━━━ TASK MATERIAL ━━━

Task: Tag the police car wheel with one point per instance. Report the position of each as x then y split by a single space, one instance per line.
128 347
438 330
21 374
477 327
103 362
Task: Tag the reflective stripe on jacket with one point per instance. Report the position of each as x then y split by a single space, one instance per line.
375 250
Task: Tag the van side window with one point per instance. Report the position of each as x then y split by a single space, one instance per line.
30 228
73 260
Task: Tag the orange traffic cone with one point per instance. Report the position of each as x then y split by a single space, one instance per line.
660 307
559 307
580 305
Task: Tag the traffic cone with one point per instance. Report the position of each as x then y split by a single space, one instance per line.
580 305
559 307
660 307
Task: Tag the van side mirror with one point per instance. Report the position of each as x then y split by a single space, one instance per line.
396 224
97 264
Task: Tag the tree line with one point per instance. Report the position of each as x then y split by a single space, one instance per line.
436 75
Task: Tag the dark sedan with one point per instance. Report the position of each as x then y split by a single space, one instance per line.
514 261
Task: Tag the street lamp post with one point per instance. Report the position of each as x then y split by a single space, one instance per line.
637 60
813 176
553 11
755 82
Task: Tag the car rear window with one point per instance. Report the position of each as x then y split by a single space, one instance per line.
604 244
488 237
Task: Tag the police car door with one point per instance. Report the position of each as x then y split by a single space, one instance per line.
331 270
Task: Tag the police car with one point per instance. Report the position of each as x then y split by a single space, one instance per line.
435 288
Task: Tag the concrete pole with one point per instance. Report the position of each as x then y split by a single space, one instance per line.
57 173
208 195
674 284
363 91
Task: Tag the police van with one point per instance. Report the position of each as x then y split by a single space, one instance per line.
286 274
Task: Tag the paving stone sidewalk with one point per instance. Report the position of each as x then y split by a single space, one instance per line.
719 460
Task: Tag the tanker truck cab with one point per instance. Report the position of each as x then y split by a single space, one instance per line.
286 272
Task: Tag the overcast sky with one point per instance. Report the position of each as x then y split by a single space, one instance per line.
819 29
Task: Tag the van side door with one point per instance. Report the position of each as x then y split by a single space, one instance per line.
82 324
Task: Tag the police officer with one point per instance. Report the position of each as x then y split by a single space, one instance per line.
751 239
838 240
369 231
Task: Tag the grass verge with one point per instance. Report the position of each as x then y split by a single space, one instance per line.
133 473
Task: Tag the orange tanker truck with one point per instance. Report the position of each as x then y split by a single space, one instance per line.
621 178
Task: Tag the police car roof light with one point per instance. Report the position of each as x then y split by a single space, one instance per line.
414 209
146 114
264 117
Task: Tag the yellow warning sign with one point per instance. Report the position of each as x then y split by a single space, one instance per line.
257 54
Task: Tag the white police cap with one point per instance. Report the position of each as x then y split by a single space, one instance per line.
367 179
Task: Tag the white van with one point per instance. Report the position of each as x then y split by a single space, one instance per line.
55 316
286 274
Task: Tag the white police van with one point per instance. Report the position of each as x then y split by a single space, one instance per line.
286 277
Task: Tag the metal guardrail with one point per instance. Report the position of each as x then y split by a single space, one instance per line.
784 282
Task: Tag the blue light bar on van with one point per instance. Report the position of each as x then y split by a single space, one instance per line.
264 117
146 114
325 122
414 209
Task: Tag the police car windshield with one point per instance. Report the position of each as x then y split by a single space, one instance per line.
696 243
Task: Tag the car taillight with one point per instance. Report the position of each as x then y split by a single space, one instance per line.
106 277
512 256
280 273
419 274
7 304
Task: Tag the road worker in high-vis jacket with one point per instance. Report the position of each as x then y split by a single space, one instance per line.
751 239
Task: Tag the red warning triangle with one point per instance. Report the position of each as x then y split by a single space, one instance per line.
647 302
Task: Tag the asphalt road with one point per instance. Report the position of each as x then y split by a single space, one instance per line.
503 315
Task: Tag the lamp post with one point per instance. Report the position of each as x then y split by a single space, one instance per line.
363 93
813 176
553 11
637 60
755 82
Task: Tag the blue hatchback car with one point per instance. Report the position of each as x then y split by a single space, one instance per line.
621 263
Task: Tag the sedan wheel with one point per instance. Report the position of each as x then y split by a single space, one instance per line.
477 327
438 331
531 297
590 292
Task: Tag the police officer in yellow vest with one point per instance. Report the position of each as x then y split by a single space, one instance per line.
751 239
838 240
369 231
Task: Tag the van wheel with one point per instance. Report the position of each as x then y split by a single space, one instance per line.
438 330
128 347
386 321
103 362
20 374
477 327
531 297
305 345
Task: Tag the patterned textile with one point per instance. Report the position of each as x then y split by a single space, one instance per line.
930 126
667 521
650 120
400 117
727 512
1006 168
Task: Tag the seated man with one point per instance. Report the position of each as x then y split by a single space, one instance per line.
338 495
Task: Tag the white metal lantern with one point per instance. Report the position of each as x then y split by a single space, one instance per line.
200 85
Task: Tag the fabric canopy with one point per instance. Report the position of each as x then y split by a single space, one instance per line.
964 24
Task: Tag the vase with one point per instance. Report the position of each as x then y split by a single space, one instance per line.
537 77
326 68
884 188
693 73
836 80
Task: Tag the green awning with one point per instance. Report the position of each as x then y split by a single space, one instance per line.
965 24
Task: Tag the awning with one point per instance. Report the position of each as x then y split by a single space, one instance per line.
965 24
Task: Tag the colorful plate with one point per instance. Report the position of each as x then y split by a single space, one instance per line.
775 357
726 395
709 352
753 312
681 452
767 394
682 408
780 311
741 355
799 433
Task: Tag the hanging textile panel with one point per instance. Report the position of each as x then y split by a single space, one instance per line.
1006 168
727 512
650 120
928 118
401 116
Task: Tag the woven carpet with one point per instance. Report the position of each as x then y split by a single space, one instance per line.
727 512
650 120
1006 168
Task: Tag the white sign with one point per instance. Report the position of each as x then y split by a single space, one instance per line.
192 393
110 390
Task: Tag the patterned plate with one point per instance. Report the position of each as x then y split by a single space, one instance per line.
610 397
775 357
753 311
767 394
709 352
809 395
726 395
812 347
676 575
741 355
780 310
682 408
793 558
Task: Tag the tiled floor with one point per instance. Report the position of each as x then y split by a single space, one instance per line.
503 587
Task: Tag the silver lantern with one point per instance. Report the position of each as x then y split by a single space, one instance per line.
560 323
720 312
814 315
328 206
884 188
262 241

━━━

Copy out the whole listing exactly; please set it all down.

▶ [TASK RESPONSE]
Task: Tag the police car wheel with one point per instance. Report the position of each as x then y split by a single space, one instance per line.
128 347
438 330
21 374
477 327
103 362
Task: Tag the reflective stripe on jacket with one point per instance. Report the position of each as x then y split by a single space, one instance per line.
375 250
Task: Tag the van side window with one point per instance. Report the position of each as x then y split by a single space, one instance per line.
30 228
73 260
Task: Tag the orange traffic cone with one point per instance. Report the position of each as x then y split by a single space, one instance per line.
660 307
559 307
580 305
Task: Tag the traffic cone with one point per instance. Report the position of each as x then y split by a single space, one instance per line.
580 305
559 307
660 307
Task: Tag the van side mirror with one point per instance. Report the position of each as x then y split by a single space, one instance per line.
396 224
97 264
Task: Tag the tree line with one point per instance. Report the position of each as x then y split by a single space, one instance per line.
436 75
Task: Tag the dark sedan with one point per instance. Report the position of each as x then y split by a single space, one instance per line.
514 261
Task: Tag the street lamp post with one point per instance. Report the position of each as x then y split by a single space, one instance per line.
637 60
813 176
553 11
755 82
Task: Tag the car rear window with one point per instance. Report the position of each as x then y split by a single space, one instance per line.
604 244
488 237
Task: Tag the police car door with one point per instance. Report the position of each as x then y split by a single space, one instance per line.
331 270
Task: Tag the police car with one point per instance. Report the position of each as x then y split by a single space, one instance per line.
435 288
Task: Tag the concrete pole with one point per instance. Report the position of each as x then y split by a single space, one instance per line.
57 173
208 195
674 284
363 91
Task: Tag the police van with one point per instance. Report the position of each as x then y split by a single space, one instance per line.
286 274
Task: Tag the paving stone sidewalk with one point per instance. Report the position of each as x then y split by a single space, one instance per line.
719 460
Task: Tag the tanker truck cab with one point per instance. Report the position of each as x then y split by a single space, one instance per line.
286 272
Task: Tag the overcast sky with one point per instance. Report the position of each as x then y split by a single space, one instance per line.
819 29
Task: Tag the van side door with one point per instance. Report the position of each as x then y split by a single space, one instance per line.
82 324
Task: Tag the police officer with one point per instance. Report the position of each as x then y split by a single space, one instance per line.
751 239
838 240
369 231
Task: Tag the grass verge with one point per instance. Report the position of each as x then y split by a single space, one instance per line.
133 473
Task: Tag the orange tanker truck with one point per instance. Report the position of each as x then y split by a single space, one instance per line.
621 178
Task: Tag the police car roof light with one point per instance. Report the position of each as x then y split by a single space, one instance per line.
414 209
146 114
264 117
Task: Tag the yellow warning sign with one point per instance. Report the position of each as x then y split by a single space, one instance per line.
257 54
Task: Tag the white police cap with one point per instance. Report the position of each as x then y split by a single space, one instance per line.
367 179
Task: Tag the white van with one point per instance. Report the position of each as x then y split by a single space, one instance per line.
55 316
286 274
Task: Tag the white police van with one point per instance. Report the position of each as x then y split by a single space, one instance per line.
286 277
Task: Tag the metal guardrail with one point per instance. Report the position of each as x then y split by a single space, one instance per line.
784 282
Task: Tag the blue light bar on van with one point per instance. Report the position of each as x then y split by a single space, one instance per line.
264 117
146 114
325 122
414 209
Task: Tag the police car windshield with one point per instance. Report the position of each as x then y split by a single space, one instance per line.
696 243
Task: Tag the car taillight with one point per instance. Report the position of each as x then y split by a single space, one instance per line.
106 277
512 256
280 273
419 274
7 304
Task: Tag the road worker in high-vis jacket with one point per instance. Report the position of each as x then y split by a single space, one instance per line.
751 239
Task: Tag the red warning triangle with one point per instance. Report the position of each as x then y split by a single space, one instance per line.
647 302
Task: Tag the asphalt road with one point per instance. Report the position of each as x then y split by a single space, one instance per line.
503 315
Task: Tag the lamp post with one point per instance. Report the position of each as x then y split by a single space, one instance per line.
363 93
813 176
553 11
637 60
755 82
Task: Tag the blue hatchback car with one point per instance. Report the position of each as x then y split by a single space, one instance per line.
621 263
Task: Tag the sedan wheel with one point per instance. Report the position of each as x then y split by a single space, one instance per line.
477 327
438 331
531 297
590 292
Task: Tag the police officer in yellow vest with one point per instance. Report the position of each as x then y split by a single space, one instance per line.
751 239
838 240
369 231
Task: Tag the van wheel with one point per instance. Report the position of each as x then y split by a single space, one instance per line.
438 330
128 347
386 321
103 362
20 374
477 327
531 297
305 345
Task: Tag the patterned textile with one point per instance. Report the position of each as x then y split by a single space, one instance per line.
930 126
667 521
650 120
400 117
727 512
1006 168
Task: Tag the seated man with one point per instance. Report the position of each as x then y split by a single space, one instance per line.
338 495
Task: Tag the white metal lantern with one point per instance. Report the position of each as x then y split by a single space, one instance per line.
200 85
Task: Tag the fabric canopy with one point per instance. Report the position of each as x then y split by a single space, one instance per line.
964 24
Task: Tag the vase with one point per instance. Report the position of each as x then y split by a single space, one instance per line.
537 77
326 68
884 188
693 73
836 80
Task: Tag the green awning with one point per instance. Report the position of each as x then y split by a single space, one instance per line.
965 24
Task: Tag the awning with one point per instance. Report the position of each as x then y split by a single space, one instance per line.
965 24
Task: Tag the colorful plate with one point per instance. Report the position of each as x then y split by a single space, one instance per line.
775 357
726 395
709 352
753 312
681 452
767 394
682 408
780 311
741 355
799 433
Task: Tag the hanging textile panel with one point per instance. Report the position of each as x then y split by a single space, one instance per line.
1006 168
727 512
650 120
928 118
401 116
Task: Tag the woven carpet with one point per instance. Report the position of each as x then y split by a single space, one instance per line.
727 512
650 120
1006 168
Task: Tag the white sign with one point per instance. Report the position of each as x then y split by a single space, one instance per line.
192 393
110 390
Task: Tag the patterned plate with one point per instance. Report the position of each as x then y split by a single space, one instance per line.
610 397
775 357
753 311
767 394
709 352
809 395
726 395
812 347
676 575
741 355
780 310
682 408
793 558
Task: Tag the tiled floor with one point per instance. Report the position of each as x then y split by a single space, one instance per line.
503 587
Task: Tag the silver lantern with one point per instance. Report the position of each as x then y split by a single space, one instance per line.
560 323
720 312
814 315
328 206
884 188
262 241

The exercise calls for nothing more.